• PROBLEM DESCRIPTION: What is needed is the run of lines from the one with "drop a point: the forehead" through the close of the data, set down exactly.

• TASK DATA:
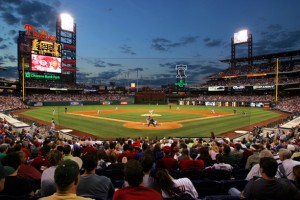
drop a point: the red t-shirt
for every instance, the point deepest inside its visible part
(191, 164)
(168, 163)
(139, 193)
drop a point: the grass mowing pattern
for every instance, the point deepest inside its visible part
(110, 129)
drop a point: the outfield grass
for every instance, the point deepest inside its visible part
(111, 129)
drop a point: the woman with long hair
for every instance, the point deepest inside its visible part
(171, 187)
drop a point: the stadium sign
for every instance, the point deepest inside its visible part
(181, 83)
(41, 34)
(46, 48)
(30, 75)
(216, 88)
(238, 87)
(263, 87)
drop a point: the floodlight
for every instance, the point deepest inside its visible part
(67, 22)
(240, 37)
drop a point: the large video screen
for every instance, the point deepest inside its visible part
(45, 63)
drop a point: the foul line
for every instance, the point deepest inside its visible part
(96, 117)
(202, 118)
(125, 121)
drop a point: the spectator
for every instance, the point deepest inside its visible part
(67, 152)
(133, 173)
(286, 168)
(193, 162)
(167, 162)
(220, 165)
(296, 172)
(269, 187)
(40, 162)
(255, 172)
(13, 184)
(4, 172)
(47, 181)
(90, 183)
(27, 171)
(171, 187)
(254, 158)
(66, 178)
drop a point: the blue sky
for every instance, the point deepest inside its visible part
(125, 40)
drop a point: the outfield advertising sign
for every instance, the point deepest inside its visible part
(31, 75)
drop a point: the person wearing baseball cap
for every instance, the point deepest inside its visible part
(4, 171)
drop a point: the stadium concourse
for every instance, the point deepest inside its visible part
(194, 163)
(202, 167)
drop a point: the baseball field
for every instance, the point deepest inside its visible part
(112, 121)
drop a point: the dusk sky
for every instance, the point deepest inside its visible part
(125, 40)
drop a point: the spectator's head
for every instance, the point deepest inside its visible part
(146, 162)
(266, 153)
(67, 176)
(90, 161)
(67, 149)
(4, 148)
(167, 150)
(296, 172)
(112, 157)
(220, 158)
(12, 160)
(268, 166)
(133, 173)
(284, 154)
(4, 171)
(193, 153)
(165, 182)
(54, 157)
(226, 150)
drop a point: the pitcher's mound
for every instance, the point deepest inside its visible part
(159, 126)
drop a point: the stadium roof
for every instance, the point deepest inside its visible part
(3, 68)
(287, 54)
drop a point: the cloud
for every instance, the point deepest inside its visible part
(9, 18)
(162, 44)
(11, 58)
(11, 72)
(276, 39)
(99, 63)
(17, 12)
(4, 46)
(208, 42)
(127, 49)
(114, 65)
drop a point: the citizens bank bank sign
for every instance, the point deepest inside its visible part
(29, 75)
(41, 34)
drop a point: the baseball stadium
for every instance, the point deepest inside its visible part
(252, 106)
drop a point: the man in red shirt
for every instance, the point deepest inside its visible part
(193, 162)
(167, 162)
(133, 173)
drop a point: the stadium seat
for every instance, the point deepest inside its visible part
(207, 187)
(221, 197)
(116, 176)
(238, 184)
(217, 175)
(192, 174)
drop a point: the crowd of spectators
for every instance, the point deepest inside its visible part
(11, 102)
(232, 98)
(289, 104)
(158, 167)
(34, 97)
(250, 81)
(260, 68)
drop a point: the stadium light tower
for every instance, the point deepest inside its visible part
(66, 36)
(67, 22)
(239, 38)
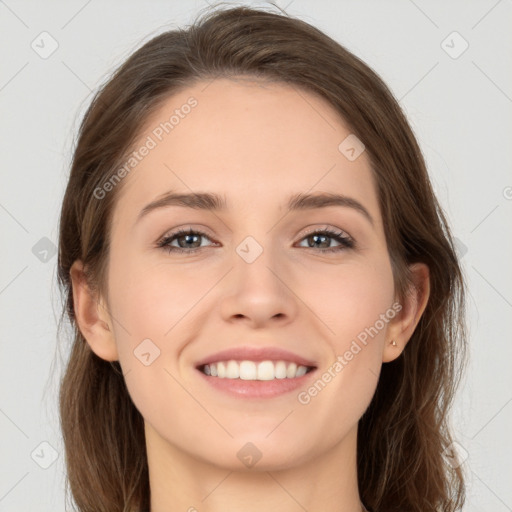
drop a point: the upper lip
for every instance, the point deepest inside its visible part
(255, 354)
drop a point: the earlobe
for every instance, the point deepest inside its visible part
(92, 316)
(402, 327)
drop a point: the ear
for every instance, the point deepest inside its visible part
(402, 326)
(92, 316)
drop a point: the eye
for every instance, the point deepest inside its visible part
(188, 240)
(319, 236)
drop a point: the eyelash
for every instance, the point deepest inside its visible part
(345, 241)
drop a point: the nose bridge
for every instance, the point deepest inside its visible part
(256, 261)
(256, 288)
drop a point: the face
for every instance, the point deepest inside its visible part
(252, 275)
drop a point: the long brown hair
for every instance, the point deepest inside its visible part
(405, 430)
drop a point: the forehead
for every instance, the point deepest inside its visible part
(245, 139)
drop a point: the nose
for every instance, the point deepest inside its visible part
(258, 293)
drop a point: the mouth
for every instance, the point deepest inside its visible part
(248, 370)
(255, 380)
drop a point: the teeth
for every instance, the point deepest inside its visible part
(251, 370)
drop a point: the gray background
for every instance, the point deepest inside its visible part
(458, 105)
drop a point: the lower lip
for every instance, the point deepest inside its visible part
(256, 388)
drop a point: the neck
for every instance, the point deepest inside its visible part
(179, 481)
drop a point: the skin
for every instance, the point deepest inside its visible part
(256, 144)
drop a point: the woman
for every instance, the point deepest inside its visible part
(265, 294)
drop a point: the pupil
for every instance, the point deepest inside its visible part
(316, 237)
(187, 238)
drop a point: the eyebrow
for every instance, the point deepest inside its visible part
(214, 202)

• EXERCISE RESULT:
drop a point: the forehead
for every instance, the point deepest inside its visible part
(245, 139)
drop a point: the nose
for every instance, the point deepest inside its visible part
(258, 293)
drop a point: the mouth
for every instance, the point deepest inside its visible part
(248, 370)
(255, 380)
drop a point: the teeth
for every instance, the point deepest inside its visible part
(251, 370)
drop a point: the gray background
for every instance, the point deepest inside its visible part
(458, 105)
drop a point: the lower lip
for every instance, the point deepest inside its visible part
(256, 388)
drop a point: the neck
for every instance, the point deepest inside its visible part
(179, 481)
drop a point: the skin
for every instance, the point deepest inside its visible part
(256, 144)
drop a point: the woman
for every instance, the point deepest inside its visible part
(265, 294)
drop a point: the pupil
for every instance, the point deepest inside its visible part
(316, 237)
(187, 238)
drop a point: the eyebrow
for every instance, the point deepest inside its visible part
(214, 202)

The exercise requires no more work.